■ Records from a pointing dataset

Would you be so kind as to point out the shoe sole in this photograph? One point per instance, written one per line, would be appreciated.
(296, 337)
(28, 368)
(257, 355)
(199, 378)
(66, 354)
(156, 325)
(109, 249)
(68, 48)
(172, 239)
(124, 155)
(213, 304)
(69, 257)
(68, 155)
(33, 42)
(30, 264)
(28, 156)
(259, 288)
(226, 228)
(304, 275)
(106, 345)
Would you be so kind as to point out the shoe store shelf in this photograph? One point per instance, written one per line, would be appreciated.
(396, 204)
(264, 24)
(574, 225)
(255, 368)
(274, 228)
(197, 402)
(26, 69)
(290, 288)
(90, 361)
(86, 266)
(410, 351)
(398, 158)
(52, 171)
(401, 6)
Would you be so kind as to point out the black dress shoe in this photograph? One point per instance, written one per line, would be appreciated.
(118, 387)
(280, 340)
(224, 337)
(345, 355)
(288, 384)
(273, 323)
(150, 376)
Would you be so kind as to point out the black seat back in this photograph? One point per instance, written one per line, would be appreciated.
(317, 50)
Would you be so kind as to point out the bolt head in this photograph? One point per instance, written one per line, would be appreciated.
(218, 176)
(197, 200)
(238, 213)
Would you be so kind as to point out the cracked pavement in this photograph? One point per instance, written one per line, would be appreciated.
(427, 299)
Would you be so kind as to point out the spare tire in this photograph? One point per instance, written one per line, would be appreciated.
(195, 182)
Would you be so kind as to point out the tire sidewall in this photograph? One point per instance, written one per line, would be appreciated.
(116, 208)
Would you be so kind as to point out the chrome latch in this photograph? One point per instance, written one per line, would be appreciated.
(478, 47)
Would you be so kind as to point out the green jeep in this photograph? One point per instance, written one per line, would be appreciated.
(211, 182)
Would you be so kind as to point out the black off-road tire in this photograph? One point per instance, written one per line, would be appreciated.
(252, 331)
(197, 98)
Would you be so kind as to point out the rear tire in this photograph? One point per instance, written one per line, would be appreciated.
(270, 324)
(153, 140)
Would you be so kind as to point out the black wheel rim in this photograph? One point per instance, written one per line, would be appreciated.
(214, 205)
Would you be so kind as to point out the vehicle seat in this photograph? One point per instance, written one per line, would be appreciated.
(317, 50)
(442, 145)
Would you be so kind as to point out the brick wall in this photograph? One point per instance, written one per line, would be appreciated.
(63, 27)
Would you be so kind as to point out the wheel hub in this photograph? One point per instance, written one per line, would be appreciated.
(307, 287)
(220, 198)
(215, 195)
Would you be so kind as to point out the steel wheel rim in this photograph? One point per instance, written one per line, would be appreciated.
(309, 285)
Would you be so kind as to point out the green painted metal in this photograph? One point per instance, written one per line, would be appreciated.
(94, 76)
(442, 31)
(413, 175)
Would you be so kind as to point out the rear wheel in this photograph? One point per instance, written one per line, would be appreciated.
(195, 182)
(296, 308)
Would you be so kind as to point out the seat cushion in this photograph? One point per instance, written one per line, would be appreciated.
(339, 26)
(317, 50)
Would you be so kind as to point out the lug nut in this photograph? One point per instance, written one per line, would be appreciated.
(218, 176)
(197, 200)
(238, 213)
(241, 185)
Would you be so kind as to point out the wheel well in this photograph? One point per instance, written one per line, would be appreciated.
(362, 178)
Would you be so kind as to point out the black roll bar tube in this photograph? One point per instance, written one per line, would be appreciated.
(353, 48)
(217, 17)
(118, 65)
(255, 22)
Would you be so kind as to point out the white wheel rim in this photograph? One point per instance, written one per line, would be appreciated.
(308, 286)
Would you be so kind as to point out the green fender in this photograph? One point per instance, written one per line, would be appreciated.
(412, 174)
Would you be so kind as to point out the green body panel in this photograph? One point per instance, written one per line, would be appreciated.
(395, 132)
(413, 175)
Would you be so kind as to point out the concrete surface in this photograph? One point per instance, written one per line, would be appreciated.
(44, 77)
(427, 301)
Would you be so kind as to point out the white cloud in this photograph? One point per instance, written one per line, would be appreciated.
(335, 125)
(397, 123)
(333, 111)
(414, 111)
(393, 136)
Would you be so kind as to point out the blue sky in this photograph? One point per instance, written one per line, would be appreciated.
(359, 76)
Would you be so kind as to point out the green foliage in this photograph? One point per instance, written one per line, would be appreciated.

■ Aim
Copy the material above word for word, from its first line through its last.

■ Written reply
Would you be so kind as to point out the shoe sole in this photograph? One point per instance, written one per line, would be appreciated.
(296, 337)
(28, 368)
(257, 355)
(199, 378)
(66, 354)
(156, 325)
(109, 249)
(68, 48)
(172, 239)
(124, 155)
(213, 304)
(69, 257)
(68, 155)
(33, 42)
(30, 264)
(28, 156)
(259, 288)
(226, 228)
(304, 275)
(106, 345)
Would you be so kind as to point out the shoe store shelf in this photograph? One point per instance, written one per line, would be appreciated.
(396, 204)
(264, 24)
(574, 225)
(255, 368)
(274, 228)
(197, 402)
(26, 69)
(290, 288)
(90, 361)
(86, 266)
(410, 351)
(398, 158)
(52, 171)
(401, 6)
Would you be so kind as to point out the black dress shoe in this photograph? One point per instance, written one per line, would be appreciated.
(118, 387)
(280, 340)
(224, 337)
(345, 355)
(288, 384)
(273, 323)
(150, 376)
Would you be so kind as to point out the black seat back in this photograph? One point per instance, written one per line, would be appreciated.
(317, 50)
Would you be so kind as to point out the bolt head in this photograph? One point per instance, written one per line, would be appreciated.
(218, 176)
(197, 200)
(238, 213)
Would you be so kind as to point out the cracked pavement in this photograph? One point per instance, written one per line, would be appreciated.
(427, 299)
Would you be so kind as to point out the spare tire in this photograph? One point per instance, written one per line, would be appreciated.
(195, 182)
Would you be so kind as to point out the tire sidewall in this photograph? One point per instance, written one per line, would be appreciated.
(116, 208)
Would you be so kind as to point out the chrome latch in this photograph? One point per instance, written one per line, would be appreciated.
(478, 47)
Would you be so kind as to point out the green jeep in this photograph? One point per instance, written one per line, would be appreciated.
(211, 182)
Would you be so kind as to point out the black off-road tire in this photograph? One point per instance, written one per line, would be appreciated.
(252, 331)
(197, 98)
Would you be so kind as to point out the rear tire in this photograph? One point per instance, written one per line, would be appreciated.
(270, 324)
(153, 140)
Would you be so kind as to point out the black wheel rim in this photograph? One point per instance, written one per line, would be appreciated.
(214, 205)
Would you be so kind as to point out the vehicle seat in this photograph? One point per instance, written one per line, would be appreciated.
(317, 50)
(442, 145)
Would you be so kind as to point out the brick wall in this photograph? One point per instance, written one per line, would be appreciated.
(63, 27)
Would you be so kind as to point out the wheel hub in this photograph? One point per instance, written one per line, would be appreciated.
(307, 287)
(220, 198)
(215, 195)
Would you be so kind as to point out the steel wheel rim in this photograph? One point per instance, written one per line, would be appreciated.
(309, 285)
Would you be so kind as to point out the green painted metal in this photograph? One point per instance, written one per line, would be appreciated.
(94, 76)
(442, 31)
(413, 175)
Would you be so kind as to point out the rear wheel in this photograph? One point per instance, written one per line, would be appreciated.
(195, 182)
(296, 308)
Would you be so kind as to point out the seat cushion in this photograph? One point per instance, written one per line, would be appreciated.
(339, 26)
(317, 50)
Would you be so kind as to point out the lug nut in this photograph? One point per instance, written one per line, would be appreciated.
(218, 176)
(197, 200)
(238, 213)
(241, 185)
Would you be so kind as to point out the wheel well in this photograph? One point per instance, written one per line, would be appreciated.
(362, 178)
Would you be so kind as to point out the black roll bar tube in this photograph? One point per instance, written one per line, would be appreciated.
(353, 48)
(217, 17)
(118, 65)
(255, 22)
Would you be so kind as to point out the white wheel rim in this photograph? One point per instance, written one per line, would be appreciated.
(308, 286)
Would you be so kind as to point out the green fender in this photograph? One point per instance, written one per line, would be appreciated.
(412, 174)
Would you be so kind as to point out the green body panel in this photograph? One point per instance, written one per line, would be appreciated.
(395, 132)
(413, 175)
Would you be so kind as to point out the concrete surface in this photograph? One point per instance, written one per line, would be appreciated.
(44, 77)
(427, 301)
Would you be so kind as to point out the white cloud in this photograph? One point per instance, written one per line, would be appreciated.
(335, 125)
(397, 123)
(333, 111)
(414, 111)
(393, 136)
Would you be so kind as to point out the blue sky in this photograph? One point per instance, written one per line, would be appreciated.
(359, 76)
Would you be so kind as to point out the green foliage in this photograph? One point per instance, written one per line, would be appreciated.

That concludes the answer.